The problem: Reproduce the listing exactly and skip over any pictures.

Data supplied:
=======

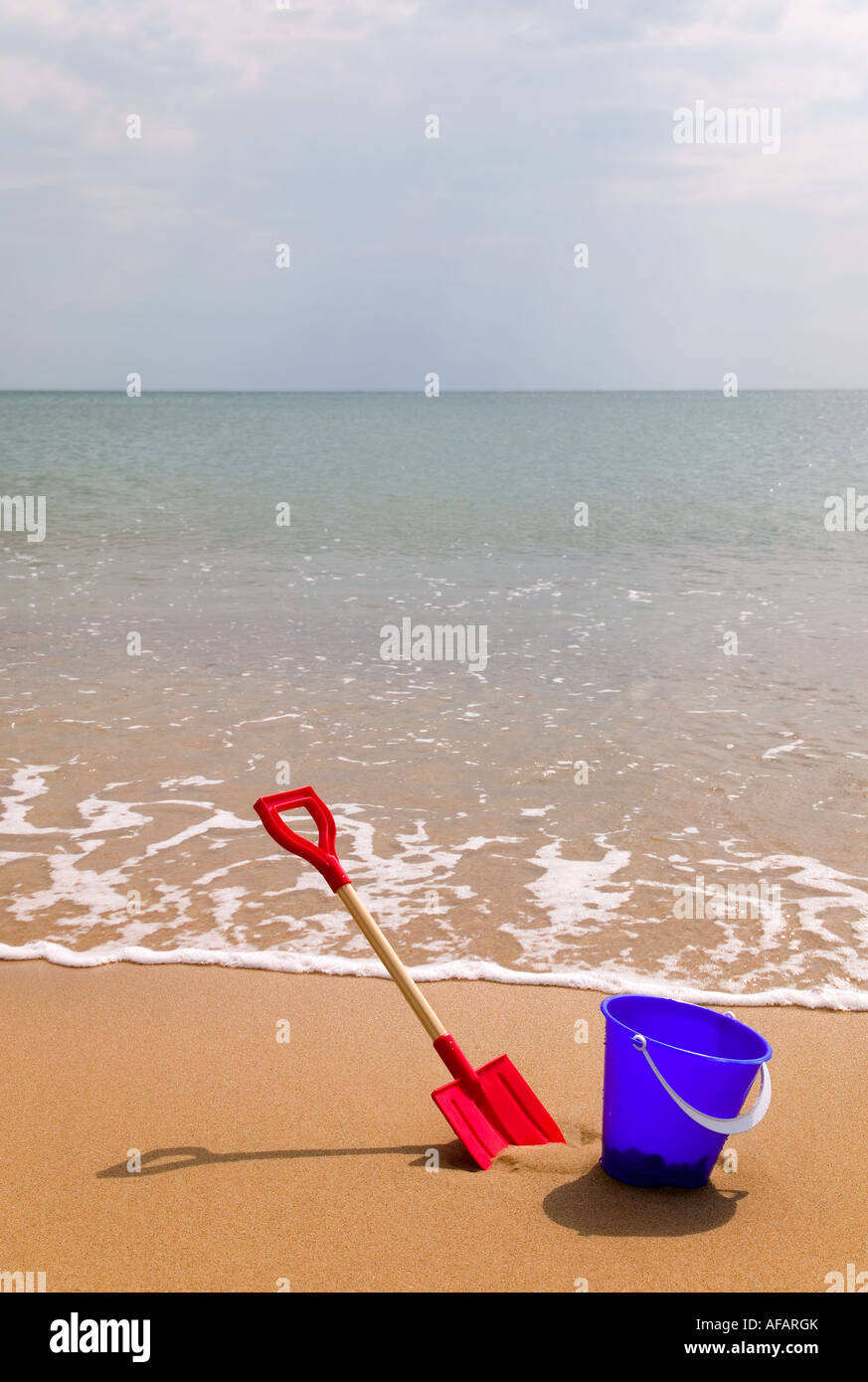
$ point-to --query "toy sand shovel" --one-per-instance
(488, 1109)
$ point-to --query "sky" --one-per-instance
(408, 256)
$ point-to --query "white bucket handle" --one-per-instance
(723, 1125)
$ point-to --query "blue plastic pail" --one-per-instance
(675, 1078)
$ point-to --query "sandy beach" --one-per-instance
(303, 1164)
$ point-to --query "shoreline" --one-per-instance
(287, 962)
(305, 1161)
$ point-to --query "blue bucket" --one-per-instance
(673, 1084)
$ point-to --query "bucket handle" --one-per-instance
(723, 1125)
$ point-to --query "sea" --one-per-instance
(582, 677)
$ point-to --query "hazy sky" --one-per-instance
(305, 126)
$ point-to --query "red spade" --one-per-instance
(488, 1109)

=======

Written solution:
$ point-to --query "toy sand shovel" --one-per-instance
(488, 1109)
$ point-to --query "sky" --one-per-instance
(408, 256)
$ point-to --query "white bucket handle" --one-per-instance
(723, 1125)
$ point-to --query "blue plastic pail" --one-per-instance
(675, 1078)
$ point-to --query "sandy beach" --one-per-instance
(303, 1164)
$ point-to --query "shoreline" --one-per-instance
(287, 962)
(305, 1161)
$ point-to --query "blue bucket" --one-per-instance
(673, 1084)
$ point-to --query "bucket handle" --one-per-instance
(723, 1125)
$ point-to --query "sea" --one-per-instance
(582, 677)
$ point-to --query "hazy sky" --one-per-instance
(305, 126)
$ point-to --query "red spade" --one-per-instance
(488, 1109)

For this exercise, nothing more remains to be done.